===== DATA =====

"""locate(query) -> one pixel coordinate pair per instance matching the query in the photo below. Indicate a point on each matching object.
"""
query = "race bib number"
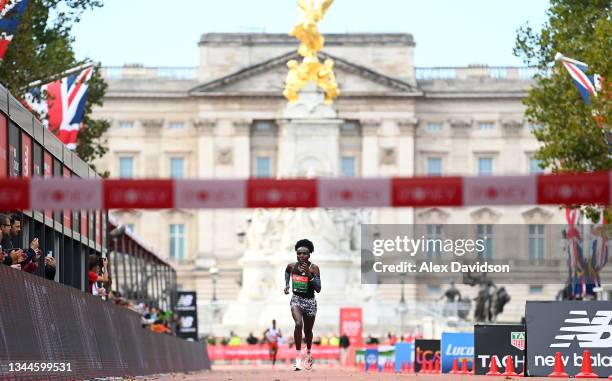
(299, 283)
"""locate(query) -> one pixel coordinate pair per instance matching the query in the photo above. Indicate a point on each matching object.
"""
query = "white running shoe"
(298, 363)
(308, 362)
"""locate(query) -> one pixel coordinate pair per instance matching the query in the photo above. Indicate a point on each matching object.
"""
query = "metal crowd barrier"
(54, 332)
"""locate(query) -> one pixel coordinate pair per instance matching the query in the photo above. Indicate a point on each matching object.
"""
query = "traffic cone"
(455, 369)
(586, 371)
(559, 370)
(493, 368)
(510, 371)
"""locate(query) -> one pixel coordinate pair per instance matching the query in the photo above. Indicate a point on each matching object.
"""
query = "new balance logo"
(186, 322)
(185, 300)
(595, 333)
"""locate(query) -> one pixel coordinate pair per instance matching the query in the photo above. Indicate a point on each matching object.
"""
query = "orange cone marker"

=====

**WORK INSTRUCTIONS**
Could you give the listing above again word for word, without any pictures?

**FINISHED EXERCISE**
"""locate(query) -> one pixel coordinate pair per instance matching the query in the photo below. Indicate a point on each matching object.
"""
query = "race bib number"
(299, 283)
"""locate(query) -> one pixel coordinate pair per instance matching the query in the photo above. Indicate a point on each matching object.
"""
query = "white running shoe"
(298, 363)
(308, 362)
"""locate(query) -> one pixel coordinate pair per instance matching the query in the photo above. Indicate a point on each matching object.
"""
query = "metal crowd barrier"
(54, 332)
"""locate(query) -> one pixel coordinate pair per instance matching the query in the photo above. Indicate a point on each matching object.
"""
query = "traffic cone"
(455, 369)
(586, 371)
(559, 370)
(493, 368)
(510, 371)
"""locate(query) -> one pixel coordinate pair per instance matching the query in the photo above. Indicate a point on each matching object.
"""
query = "new balance logo"
(186, 322)
(185, 300)
(595, 333)
"""locate(query) -> one pixel coordinate pair per instance matching the query in the photo above. Indicate a point on each matching object.
"""
query = "orange cone marker"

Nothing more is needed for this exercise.